The request
Locate the line that contains "of the green", then copy it and all later lines of the data below exactly, through the last one.

Annotation dataset entries:
####

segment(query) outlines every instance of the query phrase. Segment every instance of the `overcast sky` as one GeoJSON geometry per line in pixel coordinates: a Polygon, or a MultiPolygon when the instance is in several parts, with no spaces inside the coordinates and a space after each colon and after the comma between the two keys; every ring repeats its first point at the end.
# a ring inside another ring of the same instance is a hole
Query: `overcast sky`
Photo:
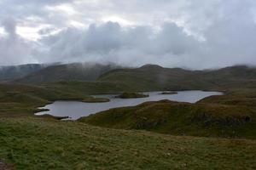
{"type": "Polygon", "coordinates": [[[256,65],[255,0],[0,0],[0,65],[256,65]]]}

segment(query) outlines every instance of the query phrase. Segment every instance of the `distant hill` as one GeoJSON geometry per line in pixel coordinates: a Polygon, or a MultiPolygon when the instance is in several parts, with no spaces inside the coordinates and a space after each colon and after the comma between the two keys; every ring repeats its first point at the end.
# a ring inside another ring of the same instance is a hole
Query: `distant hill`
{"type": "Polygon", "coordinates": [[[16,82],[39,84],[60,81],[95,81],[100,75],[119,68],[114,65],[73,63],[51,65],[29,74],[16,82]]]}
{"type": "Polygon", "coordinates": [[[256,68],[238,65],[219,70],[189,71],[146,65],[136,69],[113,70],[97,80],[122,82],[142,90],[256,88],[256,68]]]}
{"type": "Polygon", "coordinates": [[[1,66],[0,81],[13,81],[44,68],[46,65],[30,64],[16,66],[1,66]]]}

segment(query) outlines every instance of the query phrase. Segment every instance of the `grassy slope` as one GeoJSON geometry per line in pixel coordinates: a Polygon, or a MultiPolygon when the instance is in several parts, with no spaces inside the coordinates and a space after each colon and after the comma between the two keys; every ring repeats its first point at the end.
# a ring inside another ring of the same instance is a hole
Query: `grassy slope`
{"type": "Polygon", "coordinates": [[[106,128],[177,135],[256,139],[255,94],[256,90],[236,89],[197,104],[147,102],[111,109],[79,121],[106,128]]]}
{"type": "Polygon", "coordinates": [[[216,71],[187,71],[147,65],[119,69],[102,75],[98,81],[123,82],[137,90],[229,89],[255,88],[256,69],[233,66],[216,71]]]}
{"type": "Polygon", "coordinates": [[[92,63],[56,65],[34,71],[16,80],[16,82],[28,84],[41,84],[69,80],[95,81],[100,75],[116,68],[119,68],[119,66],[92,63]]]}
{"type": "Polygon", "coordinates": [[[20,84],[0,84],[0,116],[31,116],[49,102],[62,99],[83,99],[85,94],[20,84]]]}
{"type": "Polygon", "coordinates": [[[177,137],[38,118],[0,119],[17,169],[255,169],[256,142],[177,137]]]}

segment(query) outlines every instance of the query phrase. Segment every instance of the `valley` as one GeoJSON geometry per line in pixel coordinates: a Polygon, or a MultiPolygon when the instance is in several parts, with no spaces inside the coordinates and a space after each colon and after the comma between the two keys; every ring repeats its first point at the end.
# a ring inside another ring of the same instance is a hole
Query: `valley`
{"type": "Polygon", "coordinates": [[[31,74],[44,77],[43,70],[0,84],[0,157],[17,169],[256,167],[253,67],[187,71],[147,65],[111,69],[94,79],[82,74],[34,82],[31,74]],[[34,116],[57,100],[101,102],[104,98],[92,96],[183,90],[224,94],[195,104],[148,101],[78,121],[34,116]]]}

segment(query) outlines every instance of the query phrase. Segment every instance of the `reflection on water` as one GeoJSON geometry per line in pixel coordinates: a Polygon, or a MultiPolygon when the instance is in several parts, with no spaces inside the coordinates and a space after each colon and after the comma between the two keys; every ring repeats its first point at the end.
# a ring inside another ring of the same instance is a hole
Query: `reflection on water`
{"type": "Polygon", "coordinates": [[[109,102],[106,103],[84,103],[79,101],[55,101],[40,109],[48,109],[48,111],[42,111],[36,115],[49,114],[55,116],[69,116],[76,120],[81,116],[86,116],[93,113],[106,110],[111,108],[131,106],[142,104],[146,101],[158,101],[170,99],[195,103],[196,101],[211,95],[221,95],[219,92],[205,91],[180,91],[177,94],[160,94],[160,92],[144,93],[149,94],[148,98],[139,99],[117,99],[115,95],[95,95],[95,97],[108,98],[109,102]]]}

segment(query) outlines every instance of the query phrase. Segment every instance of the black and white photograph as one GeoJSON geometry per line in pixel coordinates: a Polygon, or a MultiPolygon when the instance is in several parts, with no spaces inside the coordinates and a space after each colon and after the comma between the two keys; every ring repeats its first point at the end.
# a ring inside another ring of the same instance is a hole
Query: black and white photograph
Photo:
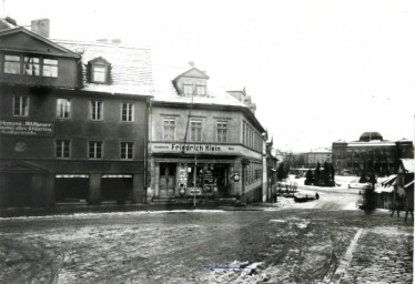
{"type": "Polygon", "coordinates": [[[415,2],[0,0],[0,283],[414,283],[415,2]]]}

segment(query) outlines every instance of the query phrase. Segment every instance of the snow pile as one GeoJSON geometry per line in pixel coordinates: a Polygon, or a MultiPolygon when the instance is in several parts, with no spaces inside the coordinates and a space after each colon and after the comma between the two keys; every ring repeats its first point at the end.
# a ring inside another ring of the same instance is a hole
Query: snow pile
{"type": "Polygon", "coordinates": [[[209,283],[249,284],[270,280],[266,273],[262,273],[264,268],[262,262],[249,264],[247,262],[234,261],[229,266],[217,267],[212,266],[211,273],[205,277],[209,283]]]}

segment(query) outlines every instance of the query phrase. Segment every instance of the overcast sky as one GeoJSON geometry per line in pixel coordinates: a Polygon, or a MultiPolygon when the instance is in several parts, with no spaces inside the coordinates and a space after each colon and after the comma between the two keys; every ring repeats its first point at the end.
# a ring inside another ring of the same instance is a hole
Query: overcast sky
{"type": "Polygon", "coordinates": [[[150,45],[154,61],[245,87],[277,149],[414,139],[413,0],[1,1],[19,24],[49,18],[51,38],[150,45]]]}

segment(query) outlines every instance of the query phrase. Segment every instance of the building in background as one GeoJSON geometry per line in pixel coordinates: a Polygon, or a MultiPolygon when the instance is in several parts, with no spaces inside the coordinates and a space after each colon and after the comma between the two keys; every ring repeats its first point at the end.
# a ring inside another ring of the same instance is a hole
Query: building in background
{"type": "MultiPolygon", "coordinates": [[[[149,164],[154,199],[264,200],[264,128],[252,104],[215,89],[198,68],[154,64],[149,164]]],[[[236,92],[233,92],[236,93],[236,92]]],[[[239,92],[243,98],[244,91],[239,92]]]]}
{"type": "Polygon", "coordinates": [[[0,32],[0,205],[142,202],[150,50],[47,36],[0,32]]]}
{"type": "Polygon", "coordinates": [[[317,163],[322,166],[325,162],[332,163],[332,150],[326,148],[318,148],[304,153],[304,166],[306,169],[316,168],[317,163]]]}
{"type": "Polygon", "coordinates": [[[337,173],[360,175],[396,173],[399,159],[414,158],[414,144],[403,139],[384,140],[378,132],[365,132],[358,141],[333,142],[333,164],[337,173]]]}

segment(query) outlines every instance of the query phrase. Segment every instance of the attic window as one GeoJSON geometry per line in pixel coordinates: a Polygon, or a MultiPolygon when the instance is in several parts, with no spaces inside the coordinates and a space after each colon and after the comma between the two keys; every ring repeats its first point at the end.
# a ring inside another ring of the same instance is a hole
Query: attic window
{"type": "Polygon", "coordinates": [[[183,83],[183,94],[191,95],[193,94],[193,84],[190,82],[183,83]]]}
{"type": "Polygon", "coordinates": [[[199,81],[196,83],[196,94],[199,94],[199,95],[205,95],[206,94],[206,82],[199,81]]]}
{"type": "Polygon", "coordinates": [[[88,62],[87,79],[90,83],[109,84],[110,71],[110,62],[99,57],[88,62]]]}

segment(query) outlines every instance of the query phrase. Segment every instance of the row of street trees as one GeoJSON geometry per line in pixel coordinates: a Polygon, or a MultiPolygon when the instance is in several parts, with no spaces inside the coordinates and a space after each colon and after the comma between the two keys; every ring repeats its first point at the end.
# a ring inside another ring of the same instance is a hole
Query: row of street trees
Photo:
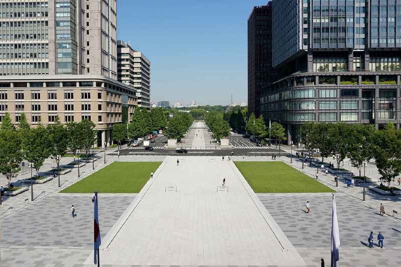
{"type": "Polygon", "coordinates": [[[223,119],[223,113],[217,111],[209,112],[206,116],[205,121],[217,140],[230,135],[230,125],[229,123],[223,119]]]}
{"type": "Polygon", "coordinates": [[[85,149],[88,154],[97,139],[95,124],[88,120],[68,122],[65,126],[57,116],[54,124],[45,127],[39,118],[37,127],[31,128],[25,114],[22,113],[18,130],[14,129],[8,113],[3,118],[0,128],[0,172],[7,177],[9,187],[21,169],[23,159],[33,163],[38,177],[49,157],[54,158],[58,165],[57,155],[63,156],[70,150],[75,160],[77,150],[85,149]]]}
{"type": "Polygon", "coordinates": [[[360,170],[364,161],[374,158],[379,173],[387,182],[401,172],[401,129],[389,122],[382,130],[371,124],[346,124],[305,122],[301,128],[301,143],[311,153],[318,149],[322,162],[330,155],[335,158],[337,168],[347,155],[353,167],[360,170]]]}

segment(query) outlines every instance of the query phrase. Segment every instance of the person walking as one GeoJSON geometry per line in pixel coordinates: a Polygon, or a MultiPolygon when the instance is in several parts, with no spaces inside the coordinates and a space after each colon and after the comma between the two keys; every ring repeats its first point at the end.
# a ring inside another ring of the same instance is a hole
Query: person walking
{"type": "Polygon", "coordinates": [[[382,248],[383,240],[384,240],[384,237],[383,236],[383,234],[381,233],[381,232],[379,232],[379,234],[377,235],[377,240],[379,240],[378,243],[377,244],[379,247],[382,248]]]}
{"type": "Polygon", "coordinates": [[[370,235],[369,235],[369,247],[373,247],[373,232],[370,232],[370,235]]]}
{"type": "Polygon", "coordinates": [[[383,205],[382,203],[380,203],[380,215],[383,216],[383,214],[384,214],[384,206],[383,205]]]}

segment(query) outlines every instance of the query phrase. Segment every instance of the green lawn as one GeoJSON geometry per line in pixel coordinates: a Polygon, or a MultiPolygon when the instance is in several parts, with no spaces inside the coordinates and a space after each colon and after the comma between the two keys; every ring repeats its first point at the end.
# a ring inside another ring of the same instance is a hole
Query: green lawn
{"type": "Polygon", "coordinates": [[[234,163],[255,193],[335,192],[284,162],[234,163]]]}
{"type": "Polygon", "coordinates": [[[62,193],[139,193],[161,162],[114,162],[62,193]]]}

####

Exercise solution
segment(query) outlines every instance of the query phrase. Segment every instance of the green lawn as one GeoJSON geometry per line in pixel coordinates: a Polygon, or a MultiPolygon when the instance is in several parts, with no spaces inside the coordinates and a space after each colon and after the comma between the two keys; every ring repeats its first point at the end.
# a ring inside another ring of the same instance is a hole
Query: green lawn
{"type": "Polygon", "coordinates": [[[234,163],[255,193],[335,192],[284,162],[234,163]]]}
{"type": "Polygon", "coordinates": [[[62,193],[139,193],[161,162],[114,162],[62,193]]]}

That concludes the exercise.